The trial judge granted judgment to P.D. for three loans: (i) a promissory note for $70,000, signed by both K.J.D. and the appellant prior to their marriage; (ii) a loan of $19,413 to the appellant for a new car; and (iii) a loan for the installation of a home theatre system in their home. The appellant’s position at trial and on appeal was that these transactions were all a sham manufactured by K.J.D. and P.D. before marriage and after separation. The appellant testified that he thought the bulk of the money came from a joint line of credit he had with K.J.D., but there was no evidence of any such advance.

The appellant appeals these judgments on the basis that the trial judge erred in his findings of fact.

Matrimonial Litigation:

The trial judge ordered that the appellant pay $500 per month in spousal support for 25 months. The trial judge declined to impute income to K.J.D, finding that her income was largely as reported for tax purposes: $19,519 gross and $8,686 net in 2010, and $9,626 gross and $4,149 net in 2011. The trial judge rejected the appellant’s arguments that K.J.D. had significant unreported income, exaggerated her business expenses to reduce her net income, and/or that she was deliberately underemployed.

++++++

_INSTRUCTION 1_
In the appeal ruling, rewrite the passage between "The appellant appeals" and "was deliberately underemployed.", inclusive, with "spousal support" replaced by "maintenance".
_INSTRUCTION 2_
In the appeal ruling, why did the trial judge decline to impute income to K.J.D.?

_DATA EXTRACT_
++++++

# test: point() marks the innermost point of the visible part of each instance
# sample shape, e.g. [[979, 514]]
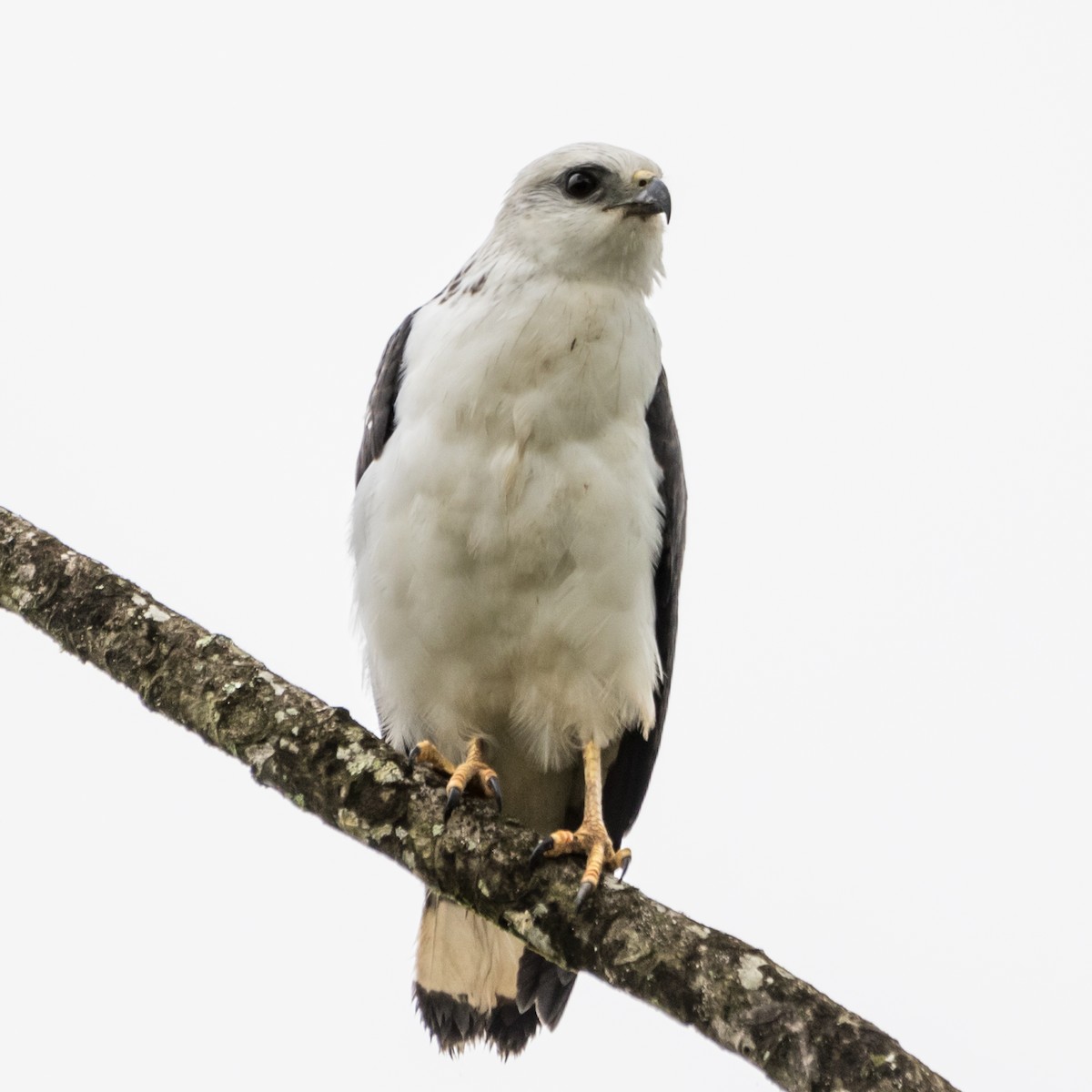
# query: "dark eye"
[[580, 184]]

++++++

_FINAL RESULT 1_
The appellant appeals these judgments on the basis that the trial judge erred in his findings of fact.

Matrimonial Litigation:

The trial judge ordered that the appellant pay $500 per month in maintenance for 25 months. The trial judge declined to impute income to K.J.D, finding that her income was largely as reported for tax purposes: $19,519 gross and $8,686 net in 2010, and $9,626 gross and $4,149 net in 2011. The trial judge rejected the appellant’s arguments that K.J.D. had significant unreported income, exaggerated her business expenses to reduce her net income, and/or that she was deliberately underemployed.

_FINAL RESULT 2_
He found that her income was largely as reported for tax purposes: $19,519 gross and $8,686 net in 2010, and $9,626 gross and $4,149 net in 2011. He rejected the appellant's arguments that she had significant unreported income, exaggerated her business expenses, or was deliberately underemployed.